• Problem to work on: Each line from the one that contains "Q. Point out the stack" to the last line of the records below must be restated word for word.

**** Source data ****

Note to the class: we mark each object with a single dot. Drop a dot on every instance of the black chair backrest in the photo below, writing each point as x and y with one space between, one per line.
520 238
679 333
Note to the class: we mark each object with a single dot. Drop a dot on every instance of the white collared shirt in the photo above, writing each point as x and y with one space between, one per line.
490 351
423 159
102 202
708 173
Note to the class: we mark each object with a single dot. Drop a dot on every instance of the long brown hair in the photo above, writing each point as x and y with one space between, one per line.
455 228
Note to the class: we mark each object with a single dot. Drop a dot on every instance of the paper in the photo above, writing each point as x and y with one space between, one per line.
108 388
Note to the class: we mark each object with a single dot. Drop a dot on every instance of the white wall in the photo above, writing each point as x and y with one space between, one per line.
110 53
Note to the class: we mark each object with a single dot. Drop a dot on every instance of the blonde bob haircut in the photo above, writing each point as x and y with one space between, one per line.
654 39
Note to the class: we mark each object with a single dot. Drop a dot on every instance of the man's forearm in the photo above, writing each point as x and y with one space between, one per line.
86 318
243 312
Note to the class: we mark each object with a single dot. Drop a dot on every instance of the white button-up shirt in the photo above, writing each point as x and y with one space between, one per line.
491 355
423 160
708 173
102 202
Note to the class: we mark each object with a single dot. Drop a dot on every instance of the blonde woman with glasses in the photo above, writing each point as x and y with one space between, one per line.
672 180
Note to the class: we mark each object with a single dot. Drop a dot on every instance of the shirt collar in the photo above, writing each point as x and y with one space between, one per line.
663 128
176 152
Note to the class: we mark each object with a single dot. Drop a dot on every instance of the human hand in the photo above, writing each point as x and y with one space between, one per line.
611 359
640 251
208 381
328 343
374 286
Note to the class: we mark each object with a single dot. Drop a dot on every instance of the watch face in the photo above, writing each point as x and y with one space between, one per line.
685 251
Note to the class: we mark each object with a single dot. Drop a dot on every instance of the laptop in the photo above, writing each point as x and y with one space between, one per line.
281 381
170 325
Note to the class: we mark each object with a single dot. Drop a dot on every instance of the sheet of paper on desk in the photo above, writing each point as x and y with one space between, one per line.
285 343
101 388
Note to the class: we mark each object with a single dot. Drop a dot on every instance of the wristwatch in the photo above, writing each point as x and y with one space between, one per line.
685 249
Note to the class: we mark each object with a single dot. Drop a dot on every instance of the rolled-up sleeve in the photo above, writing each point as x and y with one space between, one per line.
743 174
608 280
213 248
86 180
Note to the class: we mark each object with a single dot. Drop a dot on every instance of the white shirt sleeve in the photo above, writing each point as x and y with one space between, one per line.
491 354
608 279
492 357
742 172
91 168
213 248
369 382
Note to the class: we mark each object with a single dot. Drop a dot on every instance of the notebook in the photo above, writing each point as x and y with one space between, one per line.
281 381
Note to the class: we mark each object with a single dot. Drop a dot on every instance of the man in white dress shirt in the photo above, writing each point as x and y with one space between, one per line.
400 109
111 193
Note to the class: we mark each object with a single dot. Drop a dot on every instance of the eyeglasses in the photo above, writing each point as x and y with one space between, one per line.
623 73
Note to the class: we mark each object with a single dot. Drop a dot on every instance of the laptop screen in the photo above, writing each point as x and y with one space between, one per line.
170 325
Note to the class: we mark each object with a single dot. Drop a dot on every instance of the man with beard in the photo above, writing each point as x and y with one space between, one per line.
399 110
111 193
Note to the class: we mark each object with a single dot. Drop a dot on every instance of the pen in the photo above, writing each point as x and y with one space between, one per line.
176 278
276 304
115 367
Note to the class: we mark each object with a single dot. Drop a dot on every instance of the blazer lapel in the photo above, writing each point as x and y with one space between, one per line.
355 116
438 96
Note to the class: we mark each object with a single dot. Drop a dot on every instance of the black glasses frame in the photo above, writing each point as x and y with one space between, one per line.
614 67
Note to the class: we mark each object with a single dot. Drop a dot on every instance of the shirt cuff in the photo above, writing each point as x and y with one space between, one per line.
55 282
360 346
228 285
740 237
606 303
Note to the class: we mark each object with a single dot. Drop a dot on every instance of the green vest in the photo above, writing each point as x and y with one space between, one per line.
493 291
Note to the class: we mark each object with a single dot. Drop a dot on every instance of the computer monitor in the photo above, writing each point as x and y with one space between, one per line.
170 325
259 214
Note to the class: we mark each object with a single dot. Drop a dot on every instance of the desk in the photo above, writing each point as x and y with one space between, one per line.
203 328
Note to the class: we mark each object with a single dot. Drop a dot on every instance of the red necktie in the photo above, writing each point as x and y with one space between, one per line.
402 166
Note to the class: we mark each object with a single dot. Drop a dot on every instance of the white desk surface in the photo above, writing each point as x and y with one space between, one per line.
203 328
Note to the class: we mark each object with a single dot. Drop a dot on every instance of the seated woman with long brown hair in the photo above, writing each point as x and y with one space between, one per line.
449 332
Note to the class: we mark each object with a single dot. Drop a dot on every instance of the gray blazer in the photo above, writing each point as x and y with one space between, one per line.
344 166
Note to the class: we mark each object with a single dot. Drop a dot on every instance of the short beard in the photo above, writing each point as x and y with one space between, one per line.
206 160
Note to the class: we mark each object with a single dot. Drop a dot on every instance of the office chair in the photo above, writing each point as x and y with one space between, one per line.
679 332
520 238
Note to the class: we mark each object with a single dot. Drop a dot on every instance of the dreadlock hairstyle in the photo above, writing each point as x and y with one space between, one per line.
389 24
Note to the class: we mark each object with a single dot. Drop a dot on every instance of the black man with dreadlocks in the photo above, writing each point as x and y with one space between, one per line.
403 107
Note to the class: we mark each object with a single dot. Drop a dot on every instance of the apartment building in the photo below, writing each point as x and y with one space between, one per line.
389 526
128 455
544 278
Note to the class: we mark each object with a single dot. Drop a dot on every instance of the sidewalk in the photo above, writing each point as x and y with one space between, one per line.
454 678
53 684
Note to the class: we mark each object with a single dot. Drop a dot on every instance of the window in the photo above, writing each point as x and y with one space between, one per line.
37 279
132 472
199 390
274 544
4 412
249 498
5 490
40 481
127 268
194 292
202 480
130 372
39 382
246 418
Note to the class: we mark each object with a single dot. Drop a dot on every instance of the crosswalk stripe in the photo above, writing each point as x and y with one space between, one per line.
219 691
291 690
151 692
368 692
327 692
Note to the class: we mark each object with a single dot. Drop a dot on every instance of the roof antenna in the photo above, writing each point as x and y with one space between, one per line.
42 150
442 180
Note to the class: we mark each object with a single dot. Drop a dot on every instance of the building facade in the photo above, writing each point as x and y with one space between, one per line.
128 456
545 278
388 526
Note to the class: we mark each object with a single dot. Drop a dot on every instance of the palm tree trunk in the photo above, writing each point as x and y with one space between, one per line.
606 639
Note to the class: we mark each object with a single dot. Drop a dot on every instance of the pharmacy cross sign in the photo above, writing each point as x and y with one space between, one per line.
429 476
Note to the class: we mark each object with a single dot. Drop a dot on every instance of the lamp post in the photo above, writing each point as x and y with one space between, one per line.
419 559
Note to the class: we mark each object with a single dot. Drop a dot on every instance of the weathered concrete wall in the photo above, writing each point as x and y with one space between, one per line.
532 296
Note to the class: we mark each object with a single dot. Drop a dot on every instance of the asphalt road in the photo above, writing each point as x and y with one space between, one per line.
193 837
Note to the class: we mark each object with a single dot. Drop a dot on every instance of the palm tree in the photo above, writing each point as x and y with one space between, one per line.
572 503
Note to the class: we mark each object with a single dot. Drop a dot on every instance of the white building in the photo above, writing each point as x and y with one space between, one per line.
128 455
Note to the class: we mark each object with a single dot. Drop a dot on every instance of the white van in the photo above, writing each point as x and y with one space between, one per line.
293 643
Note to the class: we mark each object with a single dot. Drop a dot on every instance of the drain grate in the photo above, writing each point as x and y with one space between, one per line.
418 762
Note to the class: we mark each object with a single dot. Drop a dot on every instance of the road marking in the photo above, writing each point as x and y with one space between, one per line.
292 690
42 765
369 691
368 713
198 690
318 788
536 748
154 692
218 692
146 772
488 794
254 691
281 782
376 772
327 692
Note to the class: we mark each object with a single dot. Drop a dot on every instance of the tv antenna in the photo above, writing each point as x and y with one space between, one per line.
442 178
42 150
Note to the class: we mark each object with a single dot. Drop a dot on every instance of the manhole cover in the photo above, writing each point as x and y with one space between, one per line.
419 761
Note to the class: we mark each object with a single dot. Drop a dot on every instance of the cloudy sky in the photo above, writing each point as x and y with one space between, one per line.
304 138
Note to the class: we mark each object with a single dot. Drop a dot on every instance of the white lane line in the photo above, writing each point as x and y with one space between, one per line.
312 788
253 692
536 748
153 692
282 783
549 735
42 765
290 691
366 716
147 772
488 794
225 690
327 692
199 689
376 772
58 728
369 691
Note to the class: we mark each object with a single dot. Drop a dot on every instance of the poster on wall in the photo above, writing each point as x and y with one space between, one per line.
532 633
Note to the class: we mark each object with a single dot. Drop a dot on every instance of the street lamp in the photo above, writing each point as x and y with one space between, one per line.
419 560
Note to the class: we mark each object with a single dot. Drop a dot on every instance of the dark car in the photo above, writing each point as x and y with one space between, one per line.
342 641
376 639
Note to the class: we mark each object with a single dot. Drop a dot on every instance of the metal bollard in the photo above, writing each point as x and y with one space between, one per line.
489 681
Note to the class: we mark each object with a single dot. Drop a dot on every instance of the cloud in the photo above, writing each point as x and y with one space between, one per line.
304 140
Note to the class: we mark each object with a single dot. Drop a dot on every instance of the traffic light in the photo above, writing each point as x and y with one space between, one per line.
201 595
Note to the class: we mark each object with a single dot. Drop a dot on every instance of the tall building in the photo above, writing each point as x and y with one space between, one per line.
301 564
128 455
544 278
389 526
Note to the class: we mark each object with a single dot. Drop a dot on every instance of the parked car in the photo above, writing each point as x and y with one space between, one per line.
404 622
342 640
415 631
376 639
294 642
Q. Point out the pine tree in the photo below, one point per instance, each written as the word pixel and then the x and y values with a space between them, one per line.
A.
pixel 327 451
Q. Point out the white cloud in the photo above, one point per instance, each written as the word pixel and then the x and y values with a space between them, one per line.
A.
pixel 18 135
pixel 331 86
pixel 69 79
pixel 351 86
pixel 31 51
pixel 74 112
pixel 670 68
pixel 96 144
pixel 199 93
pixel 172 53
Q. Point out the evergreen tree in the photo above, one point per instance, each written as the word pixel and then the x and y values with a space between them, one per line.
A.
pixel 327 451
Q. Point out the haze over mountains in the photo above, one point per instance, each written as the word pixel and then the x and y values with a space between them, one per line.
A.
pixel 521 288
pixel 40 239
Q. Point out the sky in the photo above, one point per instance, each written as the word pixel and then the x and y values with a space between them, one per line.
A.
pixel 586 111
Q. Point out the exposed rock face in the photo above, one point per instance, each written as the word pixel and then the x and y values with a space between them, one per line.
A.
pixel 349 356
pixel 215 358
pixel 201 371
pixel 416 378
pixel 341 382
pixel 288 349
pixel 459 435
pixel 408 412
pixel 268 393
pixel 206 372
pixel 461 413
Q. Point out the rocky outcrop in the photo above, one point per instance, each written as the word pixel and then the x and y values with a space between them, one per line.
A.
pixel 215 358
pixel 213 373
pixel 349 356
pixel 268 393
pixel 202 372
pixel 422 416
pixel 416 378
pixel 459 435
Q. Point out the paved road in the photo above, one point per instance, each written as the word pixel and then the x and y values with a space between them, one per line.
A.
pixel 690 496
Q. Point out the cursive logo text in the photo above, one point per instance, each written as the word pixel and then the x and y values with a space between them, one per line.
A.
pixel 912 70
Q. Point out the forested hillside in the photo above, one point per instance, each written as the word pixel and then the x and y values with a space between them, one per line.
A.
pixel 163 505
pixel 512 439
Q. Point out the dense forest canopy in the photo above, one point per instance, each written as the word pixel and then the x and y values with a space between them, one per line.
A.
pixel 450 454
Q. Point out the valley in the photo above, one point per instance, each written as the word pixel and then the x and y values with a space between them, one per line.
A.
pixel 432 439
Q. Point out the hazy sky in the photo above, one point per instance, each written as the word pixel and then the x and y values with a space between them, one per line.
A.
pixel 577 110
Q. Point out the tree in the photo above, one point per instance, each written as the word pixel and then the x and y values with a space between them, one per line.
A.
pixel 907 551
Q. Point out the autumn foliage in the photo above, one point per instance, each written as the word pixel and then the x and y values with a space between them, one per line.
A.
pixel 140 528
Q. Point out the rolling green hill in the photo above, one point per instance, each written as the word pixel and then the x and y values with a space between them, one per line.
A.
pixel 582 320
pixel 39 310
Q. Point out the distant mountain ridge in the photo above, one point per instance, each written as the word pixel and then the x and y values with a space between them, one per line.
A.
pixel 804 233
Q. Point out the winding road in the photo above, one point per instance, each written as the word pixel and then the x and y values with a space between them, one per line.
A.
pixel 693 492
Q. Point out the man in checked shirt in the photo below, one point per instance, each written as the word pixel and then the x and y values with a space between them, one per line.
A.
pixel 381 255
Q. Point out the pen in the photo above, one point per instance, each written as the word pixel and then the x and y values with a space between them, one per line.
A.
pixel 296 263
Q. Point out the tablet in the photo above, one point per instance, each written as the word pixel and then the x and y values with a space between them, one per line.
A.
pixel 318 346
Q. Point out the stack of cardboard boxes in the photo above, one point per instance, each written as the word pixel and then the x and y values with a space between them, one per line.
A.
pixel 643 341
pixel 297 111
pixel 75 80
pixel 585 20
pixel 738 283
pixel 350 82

****

• Solution for this exercise:
Q. Point out the stack of cardboard boxes in the photo above, one point per instance, each written as the word pixel and then the x and y values with a space between them, one per line.
A.
pixel 643 341
pixel 297 111
pixel 75 80
pixel 585 20
pixel 738 283
pixel 350 82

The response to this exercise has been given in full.